The entries below should be transcribed in their entirety, exactly as written.
---------- Dataset records ----------
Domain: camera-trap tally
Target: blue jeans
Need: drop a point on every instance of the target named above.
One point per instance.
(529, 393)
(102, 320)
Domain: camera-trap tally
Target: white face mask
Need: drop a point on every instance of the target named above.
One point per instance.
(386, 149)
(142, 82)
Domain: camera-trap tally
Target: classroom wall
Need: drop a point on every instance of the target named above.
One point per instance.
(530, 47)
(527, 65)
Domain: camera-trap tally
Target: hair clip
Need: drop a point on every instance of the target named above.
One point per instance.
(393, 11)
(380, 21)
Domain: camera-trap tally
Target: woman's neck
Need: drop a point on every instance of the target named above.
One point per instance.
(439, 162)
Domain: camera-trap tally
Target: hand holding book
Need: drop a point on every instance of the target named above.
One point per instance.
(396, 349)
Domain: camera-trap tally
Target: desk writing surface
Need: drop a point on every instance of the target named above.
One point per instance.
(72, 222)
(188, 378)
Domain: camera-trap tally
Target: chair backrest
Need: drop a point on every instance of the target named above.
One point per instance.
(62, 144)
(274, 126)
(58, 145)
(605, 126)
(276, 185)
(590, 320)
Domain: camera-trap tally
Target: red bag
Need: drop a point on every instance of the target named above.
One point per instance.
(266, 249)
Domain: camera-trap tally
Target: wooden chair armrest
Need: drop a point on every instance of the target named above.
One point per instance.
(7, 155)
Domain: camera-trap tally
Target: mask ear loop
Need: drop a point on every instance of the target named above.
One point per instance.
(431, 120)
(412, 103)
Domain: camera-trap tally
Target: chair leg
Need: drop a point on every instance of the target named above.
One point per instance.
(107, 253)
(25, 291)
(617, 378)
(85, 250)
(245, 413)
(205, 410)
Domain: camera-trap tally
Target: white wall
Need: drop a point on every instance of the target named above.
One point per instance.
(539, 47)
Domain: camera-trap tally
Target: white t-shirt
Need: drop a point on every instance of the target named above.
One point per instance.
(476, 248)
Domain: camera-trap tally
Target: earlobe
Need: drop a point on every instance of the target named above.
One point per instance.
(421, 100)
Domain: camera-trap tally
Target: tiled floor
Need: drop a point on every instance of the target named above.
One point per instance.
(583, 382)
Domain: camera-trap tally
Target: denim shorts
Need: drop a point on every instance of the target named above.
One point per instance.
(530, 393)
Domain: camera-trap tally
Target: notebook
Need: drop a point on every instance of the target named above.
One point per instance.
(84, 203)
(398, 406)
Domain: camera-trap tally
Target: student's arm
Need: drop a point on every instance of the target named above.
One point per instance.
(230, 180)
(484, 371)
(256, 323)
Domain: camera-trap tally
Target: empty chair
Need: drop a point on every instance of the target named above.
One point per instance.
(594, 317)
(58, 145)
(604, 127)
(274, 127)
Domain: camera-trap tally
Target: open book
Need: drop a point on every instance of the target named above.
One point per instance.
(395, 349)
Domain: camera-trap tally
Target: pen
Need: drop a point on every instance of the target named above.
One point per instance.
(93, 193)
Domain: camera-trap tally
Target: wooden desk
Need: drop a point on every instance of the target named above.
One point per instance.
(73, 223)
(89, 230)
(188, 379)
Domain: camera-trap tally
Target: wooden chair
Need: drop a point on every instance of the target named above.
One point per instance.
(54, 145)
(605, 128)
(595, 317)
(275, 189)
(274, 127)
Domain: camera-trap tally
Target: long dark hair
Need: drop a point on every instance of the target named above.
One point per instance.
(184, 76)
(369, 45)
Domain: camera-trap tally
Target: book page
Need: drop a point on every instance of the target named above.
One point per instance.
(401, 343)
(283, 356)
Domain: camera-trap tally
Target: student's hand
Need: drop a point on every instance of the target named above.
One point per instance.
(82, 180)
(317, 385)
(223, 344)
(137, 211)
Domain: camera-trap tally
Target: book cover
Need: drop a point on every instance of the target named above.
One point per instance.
----------
→ **Written response**:
Domain: camera-trap tally
Target: blue jeans
Need: drop a point on every instance of the target named above.
One point per instance.
(529, 393)
(102, 320)
Domain: camera-trap tally
Target: white face mask
Need: drop a point on every instance of the target named above.
One point per instance.
(386, 149)
(142, 82)
Domain: camera-trap tally
Target: classroom wall
Need: drop a point on every instance of the target named above.
One point per instance.
(530, 47)
(527, 65)
Domain: camera-trap tally
Target: hair clip
Need: drop a point on every instance of the target named above.
One point per instance.
(393, 11)
(380, 21)
Domain: camera-trap tally
Target: woman's neck
Need: drop a point on every instance of the target named above.
One point per instance.
(439, 162)
Domain: camera-trap tally
Target: hand holding book
Need: drop a point on every instance of the target named above.
One point per instance.
(396, 349)
Domain: camera-trap tally
Target: desk writing surface
Need: drop a point on every instance of the target named above.
One point per instance.
(72, 222)
(188, 378)
Domain: camera-trap tally
Target: chair backrest
Need: drop a point on every instance of the target named above.
One point per instance.
(62, 144)
(274, 126)
(58, 145)
(605, 126)
(276, 185)
(590, 320)
Domain: camera-trap tally
Target: red bag
Need: drop a point on every instance of the target named above.
One point per instance.
(266, 249)
Domain: camera-trap tally
Target: wooden chair armrest
Need: drop a point on every instance of the target named above.
One point per instance.
(7, 155)
Domain: camera-trap tally
Target: mask ear loop
Need: drop a point on every instance of the target named above.
One point per instance.
(431, 120)
(412, 103)
Domain: camera-trap tally
Target: chair leg
Need: drop a point on every instance of the target named above.
One point per instance.
(107, 253)
(25, 291)
(617, 378)
(85, 250)
(245, 413)
(205, 410)
Domain: camera-trap tally
Target: white wall
Need: drop a point on every instance of the target named above.
One point per instance.
(539, 47)
Domain: camera-trap tally
Target: white t-shirt
Need: drop a point on every instance of the target named above.
One point per instance.
(476, 248)
Domain: camera-trap tally
Target: earlobe
Need: drop a point on every instance of the target named above.
One point per instance.
(421, 100)
Domain: camera-trap tally
Target: tiled floor
Need: drop a point on every instance of the target named above.
One point per instance.
(583, 382)
Domain: camera-trap tally
Target: denim shorts
Need: drop a point on every instance of the target named above.
One point per instance.
(530, 393)
Domain: camera-trap tally
Target: notebook
Need: drop a point on every instance of the target named above.
One point per instance.
(84, 203)
(398, 406)
Domain: camera-trap tally
Target: student's arm
Need: drop a point on every instance of the target named above.
One point per instance.
(230, 180)
(484, 371)
(256, 323)
Domain: camera-trap tally
Target: empty chair
Need: drop a point on every instance of the target named above.
One point per instance.
(594, 317)
(58, 145)
(604, 127)
(274, 127)
Domain: camera-trap tally
Target: open book
Need: drop a point on every instance of the target named above.
One point per instance.
(395, 349)
Domain: camera-trap tally
Target: pen
Need: drop a point on every instance of the target named above.
One point per instance.
(93, 193)
Domain: camera-trap tally
Target: wooden desk
Need: drop a point on every instance of the target named above.
One point per instance.
(73, 223)
(89, 230)
(188, 379)
Domain: camera-trap tally
Target: wooden chair
Need: drop a point on every instance of the target named above.
One point per instance.
(54, 145)
(605, 128)
(595, 317)
(275, 189)
(274, 127)
Domain: camera-trap tally
Target: long dark hair
Need: drop a point on every instance of the target named above.
One point per instance.
(184, 76)
(369, 45)
Domain: camera-trap tally
Target: book page
Need: drop a point on every instance of the target named above.
One point per instance.
(401, 343)
(283, 356)
Domain: camera-trap tally
Target: student's hand
Need: drop a point on every instance of the target named above.
One point per instance.
(82, 180)
(317, 385)
(223, 344)
(137, 211)
Domain: camera-trap tally
Target: book cover
Need: drop a point on every instance of the target named above.
One point per instance.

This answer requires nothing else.